# TEXTE DU DOCUMENT:

Au Mexique, les enjeux de la bataille pour l’eau (Éric Mollard-IRD / The Conversation)

Quelques pays dans le monde ont privatisé la gestion de leurs eaux abandonnées aux forces du marché (le Chili, la Californie et l’Australie), mais la majorité des pays a néanmoins préservé la compétence des pouvoirs publics afin de maîtriser les enjeux sociaux et environnementaux d’une ressource conflictuelle.

Cette habitante de La Esperanza, dans l’État de Jalisco au Mexique, n’a plus accès à l’eau depuis neuf ans. Elle doit donc s’approvisionner dans un autre quartier, comme le montre cette photo du 14 mars dernier. Ulises Ruiz / AFP

Encore faut-il que les tensions entre les secteurs productifs et sociaux engendrées par sa répartition ne dégénèrent pas. L’eau est donc l’objet d’une gestion concertée et les modèles les plus cités sont le modèle espagnol des bassins hydrographiques, ancien et centralisé, et celui des agences de l’eau, que la France a mis en place par grand bassin-versant dès les années 1960.

Le modèle français, financièrement autonome et organiquement collaboratif, a prouvé son efficacité sans résoudre toutes les tensions. Il a été adapté avec beaucoup de liberté dans de nombreux pays.

Trois éléments interrogent aujourd’hui l’avenir de la gestion de l’eau dans le monde : les bassins interconnectés, où l’eau circule de plus en plus entre bassins, les fragmentations identitaires, quand un groupe au sein d’un bassin estime que l’eau lui est propre, et le marchandage intersectoriel, qui exige des arbitrages dépassant la seule question de l’eau.

# ENREGISTREMENTS FOURNIS:
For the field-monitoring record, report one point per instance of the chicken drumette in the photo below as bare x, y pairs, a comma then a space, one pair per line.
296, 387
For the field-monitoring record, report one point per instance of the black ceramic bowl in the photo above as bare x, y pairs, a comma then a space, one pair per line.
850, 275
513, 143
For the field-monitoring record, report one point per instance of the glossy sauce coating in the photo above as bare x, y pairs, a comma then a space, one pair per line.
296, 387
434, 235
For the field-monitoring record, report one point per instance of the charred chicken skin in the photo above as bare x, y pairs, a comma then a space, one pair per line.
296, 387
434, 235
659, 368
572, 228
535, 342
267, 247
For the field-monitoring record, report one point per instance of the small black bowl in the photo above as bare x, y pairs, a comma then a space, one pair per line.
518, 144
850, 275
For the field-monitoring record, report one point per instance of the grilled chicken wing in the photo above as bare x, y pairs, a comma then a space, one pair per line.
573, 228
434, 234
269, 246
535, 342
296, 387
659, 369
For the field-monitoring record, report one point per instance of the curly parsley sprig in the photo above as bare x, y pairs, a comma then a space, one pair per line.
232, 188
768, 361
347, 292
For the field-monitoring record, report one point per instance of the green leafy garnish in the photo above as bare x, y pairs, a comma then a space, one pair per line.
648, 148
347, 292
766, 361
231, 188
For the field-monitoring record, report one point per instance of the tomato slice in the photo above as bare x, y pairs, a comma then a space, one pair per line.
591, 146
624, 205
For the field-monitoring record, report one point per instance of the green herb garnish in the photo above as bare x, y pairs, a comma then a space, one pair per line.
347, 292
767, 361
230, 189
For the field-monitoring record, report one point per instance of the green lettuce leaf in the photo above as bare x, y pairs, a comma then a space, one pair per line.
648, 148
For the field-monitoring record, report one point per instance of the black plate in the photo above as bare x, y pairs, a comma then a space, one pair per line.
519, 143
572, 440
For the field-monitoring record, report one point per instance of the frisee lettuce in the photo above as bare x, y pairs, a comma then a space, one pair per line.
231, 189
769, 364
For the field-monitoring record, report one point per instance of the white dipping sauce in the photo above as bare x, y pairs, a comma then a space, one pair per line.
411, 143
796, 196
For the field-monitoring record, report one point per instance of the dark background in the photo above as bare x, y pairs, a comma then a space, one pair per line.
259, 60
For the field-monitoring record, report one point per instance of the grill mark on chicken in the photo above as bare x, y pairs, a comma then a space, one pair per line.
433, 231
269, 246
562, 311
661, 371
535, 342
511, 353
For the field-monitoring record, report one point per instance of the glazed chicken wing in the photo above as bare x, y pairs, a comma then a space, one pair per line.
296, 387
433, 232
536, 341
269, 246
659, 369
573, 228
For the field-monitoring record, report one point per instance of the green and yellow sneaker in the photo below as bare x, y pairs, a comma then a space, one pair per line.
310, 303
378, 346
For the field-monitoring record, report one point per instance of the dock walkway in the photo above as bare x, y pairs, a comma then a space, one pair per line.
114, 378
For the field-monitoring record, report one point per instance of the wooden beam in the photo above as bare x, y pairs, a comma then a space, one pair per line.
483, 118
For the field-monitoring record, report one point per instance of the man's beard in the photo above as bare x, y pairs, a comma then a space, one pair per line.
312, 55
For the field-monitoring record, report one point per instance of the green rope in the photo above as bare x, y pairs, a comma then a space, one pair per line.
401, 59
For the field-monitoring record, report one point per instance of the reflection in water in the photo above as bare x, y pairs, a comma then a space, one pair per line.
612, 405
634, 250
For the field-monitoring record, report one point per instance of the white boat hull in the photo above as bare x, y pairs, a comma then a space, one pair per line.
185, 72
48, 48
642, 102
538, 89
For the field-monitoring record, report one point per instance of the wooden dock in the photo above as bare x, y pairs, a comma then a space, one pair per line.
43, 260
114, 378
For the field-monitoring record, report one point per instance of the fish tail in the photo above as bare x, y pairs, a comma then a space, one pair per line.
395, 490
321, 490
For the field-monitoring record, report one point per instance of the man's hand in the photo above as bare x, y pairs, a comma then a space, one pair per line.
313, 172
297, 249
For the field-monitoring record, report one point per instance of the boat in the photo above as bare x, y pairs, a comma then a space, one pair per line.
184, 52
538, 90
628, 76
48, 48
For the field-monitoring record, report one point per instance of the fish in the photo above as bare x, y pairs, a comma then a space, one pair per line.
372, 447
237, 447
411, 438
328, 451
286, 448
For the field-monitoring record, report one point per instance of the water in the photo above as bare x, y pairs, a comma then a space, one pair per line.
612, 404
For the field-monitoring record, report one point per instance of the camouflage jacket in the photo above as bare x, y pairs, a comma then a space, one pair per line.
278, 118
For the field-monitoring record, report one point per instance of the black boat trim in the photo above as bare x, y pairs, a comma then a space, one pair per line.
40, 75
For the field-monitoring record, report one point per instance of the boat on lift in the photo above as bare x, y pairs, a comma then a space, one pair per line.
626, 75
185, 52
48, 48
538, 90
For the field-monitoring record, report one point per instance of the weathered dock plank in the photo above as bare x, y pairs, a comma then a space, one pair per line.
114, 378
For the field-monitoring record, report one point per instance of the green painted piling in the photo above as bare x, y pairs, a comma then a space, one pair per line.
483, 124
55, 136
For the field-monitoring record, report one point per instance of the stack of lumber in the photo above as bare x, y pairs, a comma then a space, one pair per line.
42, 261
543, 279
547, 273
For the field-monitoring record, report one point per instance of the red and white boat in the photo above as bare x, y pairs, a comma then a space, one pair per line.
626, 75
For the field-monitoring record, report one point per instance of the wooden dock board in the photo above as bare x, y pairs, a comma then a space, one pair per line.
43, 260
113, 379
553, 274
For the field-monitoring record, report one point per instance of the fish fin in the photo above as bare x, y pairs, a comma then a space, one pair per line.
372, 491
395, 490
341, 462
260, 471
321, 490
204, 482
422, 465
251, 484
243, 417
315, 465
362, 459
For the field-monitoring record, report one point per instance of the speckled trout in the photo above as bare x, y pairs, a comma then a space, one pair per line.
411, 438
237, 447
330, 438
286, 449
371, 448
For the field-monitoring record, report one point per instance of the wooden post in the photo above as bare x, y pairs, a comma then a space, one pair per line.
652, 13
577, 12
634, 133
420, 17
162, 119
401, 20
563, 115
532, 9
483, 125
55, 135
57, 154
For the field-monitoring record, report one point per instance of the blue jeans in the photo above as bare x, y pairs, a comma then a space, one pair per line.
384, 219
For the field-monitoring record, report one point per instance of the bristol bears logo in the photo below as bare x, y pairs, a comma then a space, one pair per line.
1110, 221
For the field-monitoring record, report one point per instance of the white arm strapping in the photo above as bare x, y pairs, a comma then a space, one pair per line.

# CONSIGNE À SUIVRE:
Recopiez mot pour mot, dans le texte sur la gestion de l'eau, tout ce qui va de « Encore faut-il que » jusqu'à « dès les années 1960. ».

# RÉPONSE ATTENDUE:
Encore faut-il que les tensions entre les secteurs productifs et sociaux engendrées par sa répartition ne dégénèrent pas. L’eau est donc l’objet d’une gestion concertée et les modèles les plus cités sont le modèle espagnol des bassins hydrographiques, ancien et centralisé, et celui des agences de l’eau, que la France a mis en place par grand bassin-versant dès les années 1960.